# [Recorded data]
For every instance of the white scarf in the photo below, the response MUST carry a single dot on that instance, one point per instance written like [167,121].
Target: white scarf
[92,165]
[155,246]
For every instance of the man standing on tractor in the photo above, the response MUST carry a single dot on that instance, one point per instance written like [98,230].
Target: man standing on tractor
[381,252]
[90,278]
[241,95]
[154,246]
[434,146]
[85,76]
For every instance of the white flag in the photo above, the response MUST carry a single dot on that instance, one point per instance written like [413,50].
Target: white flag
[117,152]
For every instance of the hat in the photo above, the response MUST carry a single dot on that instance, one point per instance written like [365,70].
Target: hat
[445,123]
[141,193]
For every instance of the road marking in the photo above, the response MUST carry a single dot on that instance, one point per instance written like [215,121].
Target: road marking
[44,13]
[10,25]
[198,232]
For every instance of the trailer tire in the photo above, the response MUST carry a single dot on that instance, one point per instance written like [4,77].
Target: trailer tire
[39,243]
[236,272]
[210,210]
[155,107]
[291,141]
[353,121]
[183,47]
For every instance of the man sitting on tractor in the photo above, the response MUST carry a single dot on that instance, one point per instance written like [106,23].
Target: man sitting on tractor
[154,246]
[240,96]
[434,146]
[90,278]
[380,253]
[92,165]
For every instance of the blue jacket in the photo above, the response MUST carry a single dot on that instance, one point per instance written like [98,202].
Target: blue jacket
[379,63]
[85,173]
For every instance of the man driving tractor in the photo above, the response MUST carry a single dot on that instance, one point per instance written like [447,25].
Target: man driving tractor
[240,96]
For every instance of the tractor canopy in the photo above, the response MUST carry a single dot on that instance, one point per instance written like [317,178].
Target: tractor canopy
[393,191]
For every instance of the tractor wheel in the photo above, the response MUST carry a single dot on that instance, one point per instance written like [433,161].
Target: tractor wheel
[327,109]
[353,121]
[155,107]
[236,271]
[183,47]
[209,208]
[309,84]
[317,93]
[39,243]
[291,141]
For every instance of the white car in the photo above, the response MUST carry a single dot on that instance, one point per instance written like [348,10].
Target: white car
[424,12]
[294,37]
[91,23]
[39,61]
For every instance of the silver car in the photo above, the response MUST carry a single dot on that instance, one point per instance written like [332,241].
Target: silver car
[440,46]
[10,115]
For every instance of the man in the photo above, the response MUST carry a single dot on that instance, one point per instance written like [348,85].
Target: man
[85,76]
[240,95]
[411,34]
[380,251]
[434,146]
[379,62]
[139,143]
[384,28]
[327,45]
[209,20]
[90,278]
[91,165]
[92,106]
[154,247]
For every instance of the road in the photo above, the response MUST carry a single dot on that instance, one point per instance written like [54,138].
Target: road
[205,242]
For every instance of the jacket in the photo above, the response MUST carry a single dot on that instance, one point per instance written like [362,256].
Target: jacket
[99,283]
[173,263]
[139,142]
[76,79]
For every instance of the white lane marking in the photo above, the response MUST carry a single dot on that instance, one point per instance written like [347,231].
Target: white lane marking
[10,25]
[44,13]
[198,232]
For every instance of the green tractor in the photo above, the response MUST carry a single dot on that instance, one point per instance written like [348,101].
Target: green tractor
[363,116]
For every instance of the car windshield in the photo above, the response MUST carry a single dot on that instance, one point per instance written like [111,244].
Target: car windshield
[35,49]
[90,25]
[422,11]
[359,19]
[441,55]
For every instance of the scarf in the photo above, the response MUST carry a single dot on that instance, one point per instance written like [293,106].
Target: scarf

# [To do]
Write out again every line of the records, from the line with "For every instance of the jacket" up to and including the last line of the records, requests included, and shift each answer point by adding 90 to both of its coordinates.

# [Solved problem]
For every instance of the jacket in the photo above, the response MUST carry a single dot on that instance, one point per instance written like [362,256].
Target: jacket
[189,373]
[263,353]
[229,232]
[166,169]
For every instance of the white lane marking in the photo above, the response MUST carry a single dot on that instance, one point per instance written like [347,231].
Target: white lane marking
[100,115]
[134,103]
[288,322]
For every instance of the green tractor in the photo above, the response MUST carry a single dot on that instance, one point per instance written like [348,101].
Target: green tractor
[453,206]
For every instance of the car windshield in the photo above, the response MUST carry a single dot on that instance, one point per instance written like [111,244].
Target: car windshield
[125,139]
[180,115]
[512,101]
[449,109]
[531,145]
For every instance of the scarf in the photo above, the response MUST carry a single dot on that instance, one point per instance written like [293,106].
Target: scarf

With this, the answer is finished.